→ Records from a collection
※

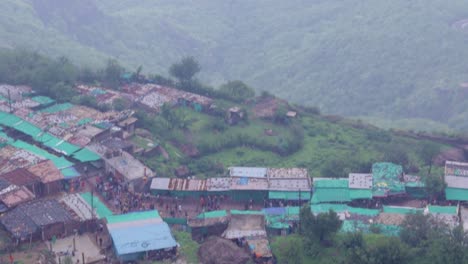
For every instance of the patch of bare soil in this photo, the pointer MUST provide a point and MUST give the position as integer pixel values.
(453, 154)
(221, 251)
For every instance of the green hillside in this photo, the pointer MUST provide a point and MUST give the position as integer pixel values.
(395, 59)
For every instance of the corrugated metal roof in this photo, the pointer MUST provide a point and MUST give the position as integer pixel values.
(249, 184)
(360, 181)
(176, 184)
(331, 195)
(401, 210)
(86, 155)
(434, 209)
(331, 183)
(20, 177)
(279, 184)
(45, 212)
(46, 171)
(101, 210)
(287, 173)
(218, 184)
(248, 172)
(17, 196)
(456, 194)
(142, 238)
(292, 196)
(139, 232)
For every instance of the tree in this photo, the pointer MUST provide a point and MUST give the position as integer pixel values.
(289, 249)
(435, 186)
(321, 226)
(387, 251)
(396, 154)
(185, 69)
(416, 229)
(120, 104)
(62, 92)
(237, 90)
(428, 152)
(112, 74)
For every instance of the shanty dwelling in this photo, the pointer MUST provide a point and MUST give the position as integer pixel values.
(456, 178)
(208, 224)
(387, 180)
(247, 228)
(126, 168)
(128, 126)
(281, 220)
(248, 183)
(448, 215)
(13, 195)
(22, 177)
(80, 210)
(141, 235)
(51, 178)
(289, 184)
(360, 186)
(117, 144)
(41, 219)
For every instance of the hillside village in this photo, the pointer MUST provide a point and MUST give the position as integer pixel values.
(74, 183)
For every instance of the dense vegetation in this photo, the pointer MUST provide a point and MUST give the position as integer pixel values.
(422, 239)
(327, 146)
(397, 59)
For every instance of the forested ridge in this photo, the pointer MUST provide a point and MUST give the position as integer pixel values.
(402, 60)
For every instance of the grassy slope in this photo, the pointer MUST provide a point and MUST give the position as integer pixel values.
(366, 58)
(325, 143)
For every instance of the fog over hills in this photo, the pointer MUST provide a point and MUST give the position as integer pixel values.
(388, 59)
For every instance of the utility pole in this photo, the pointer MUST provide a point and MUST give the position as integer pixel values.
(9, 100)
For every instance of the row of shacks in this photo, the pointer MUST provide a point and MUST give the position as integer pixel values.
(46, 149)
(243, 184)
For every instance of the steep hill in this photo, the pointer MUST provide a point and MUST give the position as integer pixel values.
(395, 59)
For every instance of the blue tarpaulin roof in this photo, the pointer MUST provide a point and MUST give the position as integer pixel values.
(141, 235)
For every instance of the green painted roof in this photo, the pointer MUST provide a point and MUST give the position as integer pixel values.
(283, 195)
(355, 194)
(331, 183)
(131, 217)
(28, 128)
(85, 155)
(442, 209)
(57, 108)
(237, 212)
(415, 184)
(8, 139)
(85, 121)
(44, 137)
(101, 209)
(386, 179)
(213, 214)
(43, 100)
(59, 162)
(70, 172)
(61, 146)
(325, 207)
(456, 194)
(331, 195)
(401, 210)
(363, 211)
(361, 226)
(293, 210)
(9, 120)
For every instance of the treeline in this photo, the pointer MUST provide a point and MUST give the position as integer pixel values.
(422, 239)
(56, 77)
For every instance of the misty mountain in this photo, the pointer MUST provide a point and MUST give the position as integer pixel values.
(395, 59)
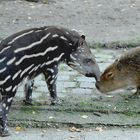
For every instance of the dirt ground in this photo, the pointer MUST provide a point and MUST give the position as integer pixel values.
(101, 21)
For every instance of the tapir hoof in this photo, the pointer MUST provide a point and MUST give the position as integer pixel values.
(56, 101)
(4, 133)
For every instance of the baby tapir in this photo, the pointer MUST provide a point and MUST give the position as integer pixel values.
(40, 50)
(123, 72)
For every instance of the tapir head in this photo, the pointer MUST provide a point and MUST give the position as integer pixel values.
(82, 60)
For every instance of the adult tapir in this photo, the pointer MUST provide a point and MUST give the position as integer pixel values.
(40, 50)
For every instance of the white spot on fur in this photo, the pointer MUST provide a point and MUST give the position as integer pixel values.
(20, 36)
(55, 35)
(28, 68)
(16, 74)
(8, 89)
(51, 70)
(32, 45)
(4, 105)
(36, 55)
(72, 57)
(2, 59)
(6, 79)
(62, 37)
(9, 100)
(14, 89)
(2, 70)
(11, 61)
(7, 108)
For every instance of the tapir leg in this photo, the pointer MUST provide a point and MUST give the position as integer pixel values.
(5, 104)
(28, 91)
(50, 78)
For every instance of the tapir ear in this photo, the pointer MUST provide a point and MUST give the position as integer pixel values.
(119, 66)
(109, 75)
(83, 36)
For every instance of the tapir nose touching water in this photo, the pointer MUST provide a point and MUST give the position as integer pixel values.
(40, 50)
(123, 72)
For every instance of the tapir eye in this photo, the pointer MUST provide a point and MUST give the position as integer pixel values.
(87, 60)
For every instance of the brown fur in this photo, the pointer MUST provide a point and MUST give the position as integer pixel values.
(123, 72)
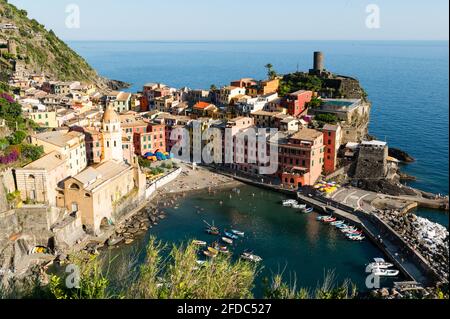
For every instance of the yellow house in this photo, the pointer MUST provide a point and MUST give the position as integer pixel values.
(96, 192)
(70, 144)
(44, 118)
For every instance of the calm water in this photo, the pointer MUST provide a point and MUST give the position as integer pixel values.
(406, 81)
(283, 237)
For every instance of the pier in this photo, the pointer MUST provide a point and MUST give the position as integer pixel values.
(411, 264)
(404, 257)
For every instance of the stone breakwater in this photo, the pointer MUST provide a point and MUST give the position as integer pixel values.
(135, 226)
(430, 239)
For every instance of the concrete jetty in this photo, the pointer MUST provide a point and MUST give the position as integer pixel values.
(412, 265)
(404, 257)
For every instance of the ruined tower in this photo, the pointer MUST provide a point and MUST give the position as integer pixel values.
(318, 62)
(12, 47)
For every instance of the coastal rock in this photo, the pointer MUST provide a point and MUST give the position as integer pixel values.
(400, 155)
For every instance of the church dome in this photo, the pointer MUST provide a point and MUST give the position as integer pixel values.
(110, 115)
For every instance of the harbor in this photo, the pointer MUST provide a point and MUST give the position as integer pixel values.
(288, 241)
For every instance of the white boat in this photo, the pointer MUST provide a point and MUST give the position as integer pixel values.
(251, 257)
(385, 272)
(380, 263)
(227, 240)
(199, 242)
(289, 202)
(237, 232)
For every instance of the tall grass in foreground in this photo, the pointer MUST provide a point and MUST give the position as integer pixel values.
(178, 276)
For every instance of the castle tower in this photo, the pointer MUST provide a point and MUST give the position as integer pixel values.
(111, 136)
(318, 61)
(12, 47)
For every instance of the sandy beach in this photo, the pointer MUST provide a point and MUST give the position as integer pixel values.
(199, 179)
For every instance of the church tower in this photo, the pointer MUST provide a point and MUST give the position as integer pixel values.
(111, 136)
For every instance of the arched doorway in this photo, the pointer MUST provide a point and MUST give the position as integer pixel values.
(74, 208)
(104, 224)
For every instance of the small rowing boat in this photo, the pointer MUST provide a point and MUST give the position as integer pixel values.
(237, 232)
(209, 254)
(231, 236)
(199, 243)
(211, 229)
(380, 263)
(289, 202)
(356, 238)
(385, 272)
(251, 257)
(227, 240)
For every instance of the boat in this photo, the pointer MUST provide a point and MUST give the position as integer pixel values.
(385, 272)
(211, 229)
(251, 257)
(380, 263)
(209, 254)
(357, 238)
(289, 202)
(221, 248)
(227, 240)
(199, 243)
(237, 232)
(231, 236)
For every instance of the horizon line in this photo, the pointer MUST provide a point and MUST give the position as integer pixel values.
(254, 40)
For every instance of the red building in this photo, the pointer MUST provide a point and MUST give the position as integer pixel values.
(154, 139)
(301, 158)
(331, 139)
(296, 102)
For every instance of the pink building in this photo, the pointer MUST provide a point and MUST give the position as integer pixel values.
(301, 158)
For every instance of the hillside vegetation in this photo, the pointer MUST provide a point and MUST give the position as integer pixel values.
(41, 49)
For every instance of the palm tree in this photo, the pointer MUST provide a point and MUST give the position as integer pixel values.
(271, 74)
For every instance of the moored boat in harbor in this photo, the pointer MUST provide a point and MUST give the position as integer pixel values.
(227, 240)
(251, 257)
(385, 272)
(231, 235)
(237, 232)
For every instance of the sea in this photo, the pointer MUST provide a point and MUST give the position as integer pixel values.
(406, 81)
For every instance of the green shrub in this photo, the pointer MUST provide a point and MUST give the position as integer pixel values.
(31, 152)
(17, 137)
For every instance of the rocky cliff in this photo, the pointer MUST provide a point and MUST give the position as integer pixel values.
(40, 50)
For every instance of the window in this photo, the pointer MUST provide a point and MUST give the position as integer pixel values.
(74, 186)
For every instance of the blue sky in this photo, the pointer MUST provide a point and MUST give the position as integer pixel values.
(243, 20)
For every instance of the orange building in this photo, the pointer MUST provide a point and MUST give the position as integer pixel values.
(331, 138)
(264, 88)
(204, 109)
(301, 158)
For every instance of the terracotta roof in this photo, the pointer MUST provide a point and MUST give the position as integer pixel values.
(110, 115)
(202, 105)
(307, 134)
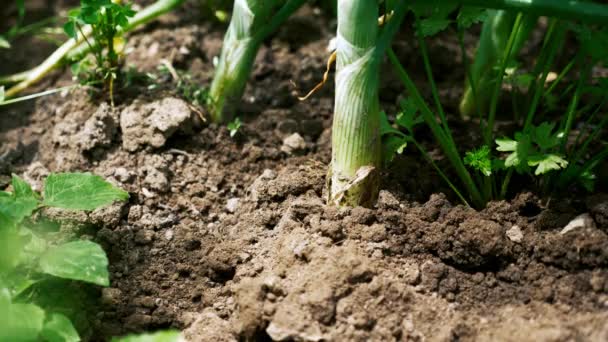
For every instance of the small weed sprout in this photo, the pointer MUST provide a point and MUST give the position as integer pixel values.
(234, 126)
(106, 18)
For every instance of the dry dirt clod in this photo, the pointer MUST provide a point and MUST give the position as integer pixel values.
(581, 221)
(232, 205)
(151, 124)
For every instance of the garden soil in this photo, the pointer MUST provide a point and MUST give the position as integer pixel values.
(229, 239)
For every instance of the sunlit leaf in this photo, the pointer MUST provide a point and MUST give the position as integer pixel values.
(78, 260)
(80, 191)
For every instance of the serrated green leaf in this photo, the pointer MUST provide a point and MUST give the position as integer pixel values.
(546, 163)
(163, 336)
(480, 160)
(78, 260)
(19, 322)
(80, 191)
(59, 328)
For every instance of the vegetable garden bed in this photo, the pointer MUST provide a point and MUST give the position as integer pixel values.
(227, 236)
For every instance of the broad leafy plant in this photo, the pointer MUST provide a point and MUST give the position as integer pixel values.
(28, 256)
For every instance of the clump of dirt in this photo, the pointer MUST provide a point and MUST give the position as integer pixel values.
(230, 238)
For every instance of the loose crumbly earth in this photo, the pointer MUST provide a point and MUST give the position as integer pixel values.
(230, 239)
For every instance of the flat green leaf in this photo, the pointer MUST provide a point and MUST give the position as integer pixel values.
(19, 322)
(544, 137)
(78, 260)
(432, 26)
(234, 127)
(21, 203)
(470, 15)
(11, 248)
(16, 282)
(70, 29)
(408, 118)
(546, 163)
(21, 189)
(163, 336)
(506, 145)
(80, 191)
(59, 329)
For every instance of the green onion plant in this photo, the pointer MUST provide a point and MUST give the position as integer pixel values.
(251, 23)
(542, 149)
(492, 49)
(353, 178)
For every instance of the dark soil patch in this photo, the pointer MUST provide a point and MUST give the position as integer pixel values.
(231, 240)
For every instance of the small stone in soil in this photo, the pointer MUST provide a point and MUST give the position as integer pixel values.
(515, 234)
(123, 175)
(293, 144)
(581, 221)
(232, 205)
(144, 237)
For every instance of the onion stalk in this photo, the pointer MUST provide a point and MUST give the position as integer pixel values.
(252, 21)
(353, 177)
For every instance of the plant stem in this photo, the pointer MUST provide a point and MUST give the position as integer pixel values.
(252, 22)
(489, 132)
(493, 42)
(356, 144)
(447, 144)
(587, 12)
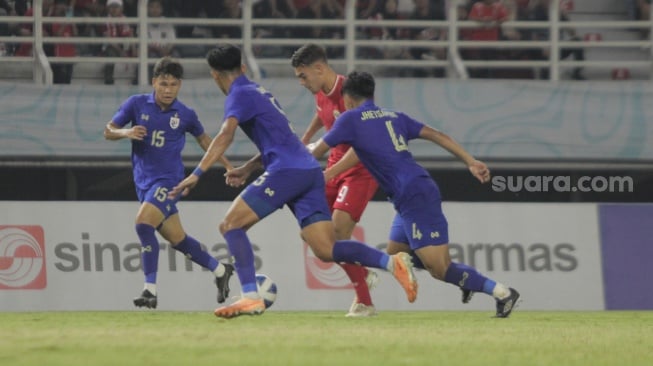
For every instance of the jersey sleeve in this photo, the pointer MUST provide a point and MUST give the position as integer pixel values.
(125, 113)
(341, 132)
(239, 106)
(195, 127)
(413, 127)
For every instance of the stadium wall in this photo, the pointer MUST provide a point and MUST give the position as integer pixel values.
(60, 256)
(498, 119)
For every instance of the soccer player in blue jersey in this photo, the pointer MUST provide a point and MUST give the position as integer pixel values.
(292, 177)
(158, 126)
(380, 139)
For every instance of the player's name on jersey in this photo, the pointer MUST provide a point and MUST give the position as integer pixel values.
(376, 114)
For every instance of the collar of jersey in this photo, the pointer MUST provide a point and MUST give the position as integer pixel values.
(173, 106)
(241, 80)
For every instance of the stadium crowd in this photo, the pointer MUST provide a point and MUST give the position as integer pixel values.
(490, 14)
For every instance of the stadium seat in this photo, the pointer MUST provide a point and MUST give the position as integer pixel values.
(593, 37)
(620, 74)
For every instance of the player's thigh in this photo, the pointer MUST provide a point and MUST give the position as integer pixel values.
(343, 223)
(395, 247)
(320, 237)
(172, 230)
(309, 204)
(240, 215)
(397, 239)
(156, 206)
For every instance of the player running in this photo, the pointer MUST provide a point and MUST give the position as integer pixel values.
(347, 191)
(380, 138)
(159, 123)
(292, 177)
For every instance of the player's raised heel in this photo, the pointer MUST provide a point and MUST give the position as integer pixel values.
(507, 305)
(467, 295)
(359, 310)
(403, 272)
(146, 300)
(222, 283)
(371, 279)
(244, 306)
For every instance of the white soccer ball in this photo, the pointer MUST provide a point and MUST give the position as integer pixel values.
(267, 289)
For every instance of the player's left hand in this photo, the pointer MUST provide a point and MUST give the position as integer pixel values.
(480, 171)
(184, 186)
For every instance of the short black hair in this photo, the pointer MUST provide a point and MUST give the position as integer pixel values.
(168, 66)
(225, 57)
(359, 85)
(308, 54)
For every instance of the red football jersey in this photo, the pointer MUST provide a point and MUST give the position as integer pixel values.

※

→ What is being asked
Print exactly the lines from the one with "For every instance of the white soccer" through the end of the data, inclusive.

→ Output below
For every instance of the white soccer ball in this photo, the pointer MUST provide a point and MUST give the position as integer pixel values.
(267, 289)
For every instance of the player's left hand in this photo, the pointer MUST provide a point and MUST give the position as integer pixel values.
(480, 171)
(184, 186)
For every instance of the short black hair in this photo, the pointer MUST provide a point and MUST give the position as integer pixel values.
(168, 66)
(225, 57)
(359, 85)
(308, 54)
For every instance of the red football jersey in this photo, the pointer MUST provide a point and MUST give the position as integer pixel values.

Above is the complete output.